>> begin READING PASSAGE
In voting to ratify the appointment of Ernst & Young LLP as the Company’s independent registered public accounting firm for 2021, shareholders may vote for the proposal, against the proposal or abstain from voting. This matter will be decided by the majority of the votes cast at the annual meeting. On this matter, abstentions will have no effect on the voting.

 

THE BOARD UNANIMOUSLY RECOMMENDS A VOTE "FOR" THE RATIFICATION OF ERNST & YOUNG AS INDEPENDENT REGISTERED PUBLIC ACCOUNTING FIRM FOR 2021.

 

REPORT OF THE AUDIT COMMITTEE

 

The Company's Audit Committee is appointed by the board to assist the board in monitoring: (1) the integrity of the Company’s accounting and financial statements and reporting process; (2) the qualifications, independence, and performance of the Company’s independent registered public accounting firm; and (3) the qualifications and performance of the Company’s internal audit department.

 

All members of the committee are independent and financially literate as defined in applicable law, regulations of the SEC, Nasdaq listing rules, the Federal Deposit Insurance Act and related regulations. Pamela A. Little, the CFO of a private government contractor, has been identified by the board as meeting the definition of an audit committee financial expert under SEC regulations.

 

The committee is directly responsible for the appointment and oversight of the independent registered public accounting firm, including review of their general qualifications, specific experience in the financial sector, and compensation structure. The Committee has engaged Ernst & Young since 2013. Pursuant to the five-year mandated rotation, a new lead engagement partner was designated for 2020. The Company’s management is responsible for its internal controls and financial reporting process. Ernst & Young is responsible for performing an independent audit of the Company’s consolidated financial statements and issuing an opinion on the conformity of those financial statements with accounting principles generally accepted in the United States and expressing an opinion on the effectiveness of the Company’s internal control over financial reporting.
>> end READING PASSAGE
>> begin GIVEN INFORMATION
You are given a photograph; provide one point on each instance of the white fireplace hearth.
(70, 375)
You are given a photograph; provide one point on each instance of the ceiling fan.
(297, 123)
>> end GIVEN INFORMATION
• TASKS TO CARRY OUT:
[1] In the audit committee passage, what three things is the Audit Committee appointed to help the board monitor?
[2] Reproduce the audit committee passage word for word, from "REPORT OF THE" to "under SEC regulations.".
The listing is separate material and has no connection to the audit committee passage.

• ANSWERS PER TASK:
[1]
1. The integrity of the Company's accounting and financial statements and reporting process
2. The qualifications, independence, and performance of the Company's independent registered public accounting firm
3. The qualifications and performance of the Company's internal audit department

[2]
REPORT OF THE AUDIT COMMITTEE

 

The Company's Audit Committee is appointed by the board to assist the board in monitoring: (1) the integrity of the Company’s accounting and financial statements and reporting process; (2) the qualifications, independence, and performance of the Company’s independent registered public accounting firm; and (3) the qualifications and performance of the Company’s internal audit department.

 

All members of the committee are independent and financially literate as defined in applicable law, regulations of the SEC, Nasdaq listing rules, the Federal Deposit Insurance Act and related regulations. Pamela A. Little, the CFO of a private government contractor, has been identified by the board as meeting the definition of an audit committee financial expert under SEC regulations.